- REQUIREMENTS: Update the records below by changing every "component" to "module" and keeping everything else the same.

___ EXCERPTED RECORDS

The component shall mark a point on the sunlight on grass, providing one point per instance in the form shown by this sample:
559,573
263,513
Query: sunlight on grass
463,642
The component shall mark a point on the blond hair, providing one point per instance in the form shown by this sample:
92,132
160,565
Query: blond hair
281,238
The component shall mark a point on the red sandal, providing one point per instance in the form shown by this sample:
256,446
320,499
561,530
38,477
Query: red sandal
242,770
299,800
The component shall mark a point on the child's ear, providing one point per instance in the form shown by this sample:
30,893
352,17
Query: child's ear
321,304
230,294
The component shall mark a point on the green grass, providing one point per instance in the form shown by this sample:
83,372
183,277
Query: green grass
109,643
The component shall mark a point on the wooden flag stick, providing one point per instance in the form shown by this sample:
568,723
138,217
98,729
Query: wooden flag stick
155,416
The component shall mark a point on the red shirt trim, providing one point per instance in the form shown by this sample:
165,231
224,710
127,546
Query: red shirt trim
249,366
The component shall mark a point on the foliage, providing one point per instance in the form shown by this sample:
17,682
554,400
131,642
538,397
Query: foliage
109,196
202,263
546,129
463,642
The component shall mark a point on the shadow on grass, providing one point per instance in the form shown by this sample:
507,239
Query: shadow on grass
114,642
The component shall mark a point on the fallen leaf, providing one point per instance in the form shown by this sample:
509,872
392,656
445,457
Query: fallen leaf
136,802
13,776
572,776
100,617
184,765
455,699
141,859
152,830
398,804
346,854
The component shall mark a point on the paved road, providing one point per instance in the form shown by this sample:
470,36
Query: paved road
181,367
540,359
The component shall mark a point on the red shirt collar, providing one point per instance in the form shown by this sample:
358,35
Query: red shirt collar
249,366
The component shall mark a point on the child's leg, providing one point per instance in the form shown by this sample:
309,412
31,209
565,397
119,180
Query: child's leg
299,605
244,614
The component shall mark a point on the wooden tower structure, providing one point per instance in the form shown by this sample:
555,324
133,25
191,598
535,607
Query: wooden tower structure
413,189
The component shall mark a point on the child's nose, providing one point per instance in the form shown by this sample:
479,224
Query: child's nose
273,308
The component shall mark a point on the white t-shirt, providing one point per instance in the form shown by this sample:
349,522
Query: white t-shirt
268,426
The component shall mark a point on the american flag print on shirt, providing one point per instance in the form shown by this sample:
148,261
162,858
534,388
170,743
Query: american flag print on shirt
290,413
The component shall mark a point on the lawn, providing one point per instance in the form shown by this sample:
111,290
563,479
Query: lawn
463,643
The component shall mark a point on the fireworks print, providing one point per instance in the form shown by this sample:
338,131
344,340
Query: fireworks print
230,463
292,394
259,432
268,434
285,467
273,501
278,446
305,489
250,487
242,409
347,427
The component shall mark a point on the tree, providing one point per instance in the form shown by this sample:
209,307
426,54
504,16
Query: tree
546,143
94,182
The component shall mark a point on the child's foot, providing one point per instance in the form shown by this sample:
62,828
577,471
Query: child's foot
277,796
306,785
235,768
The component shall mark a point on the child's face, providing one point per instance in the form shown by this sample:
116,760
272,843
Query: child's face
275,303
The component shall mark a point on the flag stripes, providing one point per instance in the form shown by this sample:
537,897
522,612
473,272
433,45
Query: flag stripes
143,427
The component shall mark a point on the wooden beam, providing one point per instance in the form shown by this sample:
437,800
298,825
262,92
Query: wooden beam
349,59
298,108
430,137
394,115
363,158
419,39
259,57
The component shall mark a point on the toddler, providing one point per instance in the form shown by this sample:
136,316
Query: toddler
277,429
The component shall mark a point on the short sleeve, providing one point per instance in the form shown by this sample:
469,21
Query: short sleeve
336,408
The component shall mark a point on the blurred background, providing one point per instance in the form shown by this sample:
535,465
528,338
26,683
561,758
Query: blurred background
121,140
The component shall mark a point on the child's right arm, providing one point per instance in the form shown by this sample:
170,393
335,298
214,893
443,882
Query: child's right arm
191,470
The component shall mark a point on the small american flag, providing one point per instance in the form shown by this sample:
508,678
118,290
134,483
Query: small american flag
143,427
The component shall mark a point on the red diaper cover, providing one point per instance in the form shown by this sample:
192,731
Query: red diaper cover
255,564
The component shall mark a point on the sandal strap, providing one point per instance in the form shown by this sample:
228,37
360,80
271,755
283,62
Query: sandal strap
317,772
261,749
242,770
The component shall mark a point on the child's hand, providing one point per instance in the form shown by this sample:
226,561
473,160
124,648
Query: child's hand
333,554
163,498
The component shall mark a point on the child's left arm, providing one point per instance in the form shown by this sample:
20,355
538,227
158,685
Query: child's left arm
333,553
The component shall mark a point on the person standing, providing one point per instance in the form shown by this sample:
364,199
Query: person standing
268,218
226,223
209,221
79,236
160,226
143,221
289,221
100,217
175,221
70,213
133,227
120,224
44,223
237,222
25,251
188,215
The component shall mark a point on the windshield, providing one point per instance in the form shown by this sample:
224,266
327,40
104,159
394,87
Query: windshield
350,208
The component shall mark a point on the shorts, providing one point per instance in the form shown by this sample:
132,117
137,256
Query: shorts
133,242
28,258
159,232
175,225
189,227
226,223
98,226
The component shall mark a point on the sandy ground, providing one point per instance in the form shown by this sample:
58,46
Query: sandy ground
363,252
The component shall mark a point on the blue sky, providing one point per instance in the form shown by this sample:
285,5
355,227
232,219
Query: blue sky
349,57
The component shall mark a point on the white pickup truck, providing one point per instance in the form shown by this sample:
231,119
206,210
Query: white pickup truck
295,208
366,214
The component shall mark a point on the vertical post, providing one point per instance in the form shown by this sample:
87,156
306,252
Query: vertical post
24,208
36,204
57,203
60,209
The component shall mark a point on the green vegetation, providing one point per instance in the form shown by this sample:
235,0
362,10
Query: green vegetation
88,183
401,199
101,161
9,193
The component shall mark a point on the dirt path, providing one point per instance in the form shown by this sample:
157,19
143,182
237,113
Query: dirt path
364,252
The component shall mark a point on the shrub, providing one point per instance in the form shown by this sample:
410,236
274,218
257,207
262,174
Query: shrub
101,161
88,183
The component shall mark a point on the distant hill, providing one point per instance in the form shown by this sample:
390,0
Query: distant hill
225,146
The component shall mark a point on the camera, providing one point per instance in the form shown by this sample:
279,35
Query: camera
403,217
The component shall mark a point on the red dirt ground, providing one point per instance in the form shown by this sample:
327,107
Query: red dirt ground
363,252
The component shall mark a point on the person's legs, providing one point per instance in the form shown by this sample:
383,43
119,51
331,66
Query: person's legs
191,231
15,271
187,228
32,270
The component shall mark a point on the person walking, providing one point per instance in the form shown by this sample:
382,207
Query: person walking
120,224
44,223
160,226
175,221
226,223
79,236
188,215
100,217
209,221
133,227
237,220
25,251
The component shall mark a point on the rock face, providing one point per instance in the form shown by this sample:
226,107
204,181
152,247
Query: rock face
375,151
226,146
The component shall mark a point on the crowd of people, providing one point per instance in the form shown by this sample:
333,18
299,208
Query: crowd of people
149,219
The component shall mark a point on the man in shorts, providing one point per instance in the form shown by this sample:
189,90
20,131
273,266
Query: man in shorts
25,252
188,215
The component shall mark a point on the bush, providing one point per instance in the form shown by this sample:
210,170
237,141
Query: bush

______

- OUTPUT OF THE TASK:
The module shall mark a point on the sunlight on grass, providing one point per instance in the form shown by this sample:
559,573
263,513
Query: sunlight on grass
463,642
The module shall mark a point on the blond hair, providing one point per instance in the form shown by this sample:
92,132
160,565
Query: blond hair
281,238
The module shall mark a point on the red sandal, providing one point per instance in the form shown by this sample:
256,446
320,499
561,530
38,477
Query: red sandal
242,770
299,800
The module shall mark a point on the child's ear, providing one point per instance in the form shown by this sample:
30,893
352,17
Query: child's ear
321,304
230,294
The module shall mark a point on the green grass, providing one point per instance in the form shown by this sample:
83,372
183,277
Query: green grass
109,643
The module shall mark a point on the wooden flag stick, providing one point per instance in the form shown by this sample:
568,723
138,217
98,729
Query: wooden flag stick
155,416
The module shall mark a point on the red shirt trim, providing one point per instance in the form shown by this sample:
165,231
224,710
127,546
Query: red shirt trim
249,366
The module shall mark a point on the foliage, providing one point per instance in the form shown by this sample:
17,682
554,400
131,642
538,397
Query: foliage
109,196
202,263
546,129
463,642
The module shall mark a point on the shadow on grass, providing one point per instance in the form shown by this sample:
507,239
Query: shadow on grass
114,642
The module shall mark a point on the fallen leaf, providing one point per instance in the form shown by this sample:
509,872
392,656
445,457
Query: fallen leaf
136,802
13,776
572,776
100,617
184,765
455,699
141,859
152,830
398,804
346,854
The module shall mark a point on the paved road, providing one point per instance in the form shown by this sample:
470,36
Query: paved road
181,367
540,359
The module shall mark a point on the red shirt collar, providing one point per instance in the form shown by this sample:
358,35
Query: red shirt collar
249,366
The module shall mark a point on the child's leg, providing one point per instance in the form shown by this sample:
309,412
31,209
565,397
119,180
Query: child's leg
299,605
244,614
The module shall mark a point on the wooden tower structure, providing one point per instance in the form shown by this sample:
555,324
133,25
191,598
535,607
Query: wooden tower structure
413,189
The module shall mark a point on the child's nose, providing one point per instance in the form shown by this sample:
479,224
Query: child's nose
273,308
The module shall mark a point on the white t-shirt, providing one point per instance in the form shown by this sample:
349,522
Query: white t-shirt
268,426
The module shall mark a point on the american flag print on shirt, providing one point per instance in the form shown by this sample:
148,261
162,858
534,388
170,743
Query: american flag print on shirt
290,413
The module shall mark a point on the lawn, providing one point per instance in the form shown by this sample:
111,290
563,479
Query: lawn
463,643
The module shall mark a point on the fireworks print, providing one point per instance in the form shown by this sample:
338,131
344,340
Query: fireworks print
230,463
292,394
259,432
268,434
285,467
273,501
278,446
305,489
250,487
242,409
347,427
The module shall mark a point on the tree, providing one point per instance in the form shown by this sample:
209,307
426,54
504,16
Query: tree
546,143
94,182
The module shall mark a point on the child's foot, providing one point per instance in the form shown by this sample:
62,828
577,471
Query: child's foot
277,796
306,785
235,768
The module shall mark a point on the child's face, providing one point per instance in the form shown by this sample:
116,760
272,843
Query: child's face
275,303
The module shall mark a point on the flag stripes, providing one point per instance in the form shown by this sample:
537,897
522,612
473,272
433,45
Query: flag stripes
143,427
The module shall mark a point on the wooden beam, providing one point per instance in the form shown by this sample:
437,800
298,825
262,92
Query: wooden beam
349,59
298,108
430,137
394,115
363,158
419,39
259,57
The module shall mark a point on the toddler, providing one point per instance in the form shown by this sample:
136,316
Query: toddler
277,429
The module shall mark a point on the short sleeve, providing one point per instance in the form shown by this sample:
469,21
Query: short sleeve
336,408
The module shall mark a point on the blurred background, providing one point per instance in the form shown by this sample:
535,465
528,338
26,683
561,758
Query: blurred background
121,140
The module shall mark a point on the child's right arm, providing one point per instance in the form shown by this sample:
170,393
335,298
214,893
443,882
Query: child's right arm
191,470
The module shall mark a point on the small american flag, providing one point per instance in the form shown by this sample:
508,678
118,290
134,483
Query: small american flag
143,427
The module shall mark a point on the red diaper cover, providing one point per instance in the form shown by this sample:
192,731
Query: red diaper cover
255,564
The module shall mark a point on the sandal strap, providing one point per instance in the form shown by this sample:
228,37
360,80
271,755
283,62
Query: sandal strap
317,772
261,749
242,770
The module shall mark a point on the child's hand, providing one point per instance in the form shown by this sample:
226,561
473,160
124,648
Query: child's hand
333,554
163,498
The module shall mark a point on the child's left arm, providing one point per instance in the form shown by this sample:
20,355
538,227
158,685
Query: child's left arm
333,553
The module shall mark a point on the person standing, providing one point per instance in the form shown by this sample:
364,199
Query: person standing
268,218
226,223
209,221
79,236
160,226
143,221
289,221
100,217
175,221
70,213
133,227
120,224
44,223
237,222
25,251
188,215
The module shall mark a point on the windshield, providing one point per instance in the form shown by this sample:
224,266
327,40
104,159
394,87
Query: windshield
350,208
The module shall mark a point on the shorts, providing one point per instance in the form shown by this sample:
132,117
137,256
Query: shorts
133,242
28,258
159,232
175,225
189,227
226,223
98,226
The module shall mark a point on the sandy ground, providing one point per instance in the form shown by this sample:
58,46
Query: sandy ground
363,252
The module shall mark a point on the blue sky, providing one point per instance in the form shown by this sample:
285,5
355,227
232,219
Query: blue sky
349,57
The module shall mark a point on the white pickup truck, providing one point per instance in the form shown by this sample:
231,119
206,210
Query: white pickup truck
295,208
366,214
The module shall mark a point on the vertical post, providing one point per instance in the form shown by this sample:
87,156
306,252
Query: vertical post
24,208
36,204
57,203
60,209
The module shall mark a point on the green vegetation, providing one point per instance in the form shown by this sample:
235,0
362,10
Query: green vegetation
88,183
401,199
101,161
9,193
The module shall mark a point on the dirt path, providing one point per instance in the form shown by this sample:
157,19
143,182
237,113
Query: dirt path
364,252
The module shall mark a point on the shrub, providing one point per instance in the form shown by this sample:
410,236
274,218
257,207
262,174
Query: shrub
101,161
88,183
The module shall mark a point on the distant hill, providing one point per instance in the form shown by this sample:
390,0
Query: distant hill
225,146
The module shall mark a point on the camera, providing one point per instance in the form shown by this sample:
279,35
Query: camera
403,217
The module shall mark a point on the red dirt ground, providing one point per instance in the form shown by this sample:
327,107
Query: red dirt ground
363,252
The module shall mark a point on the person's legs, providing one point per instance in the form shown by this sample:
383,43
119,51
331,66
Query: person's legs
191,231
15,271
187,228
32,270
The module shall mark a point on the person walking, providing one point per instance in the form shown by this sample:
382,207
Query: person walking
120,224
44,223
160,226
175,221
226,223
79,236
188,215
100,217
209,221
133,227
237,220
25,251
The module shall mark a point on the rock face, providing one point per instance in the form shown by this sample:
226,107
204,181
152,247
Query: rock face
375,151
226,146
The module shall mark a point on the crowd of people, providing one point per instance in the form shown by this sample:
333,18
299,208
Query: crowd of people
149,219
The module shall mark a point on the man in shorts, providing one point per instance in the form shown by this sample:
189,90
20,131
273,266
Query: man in shorts
25,252
188,215
The module shall mark a point on the bush, providing one point per instance in the form shown by this sample:
210,170
237,141
Query: bush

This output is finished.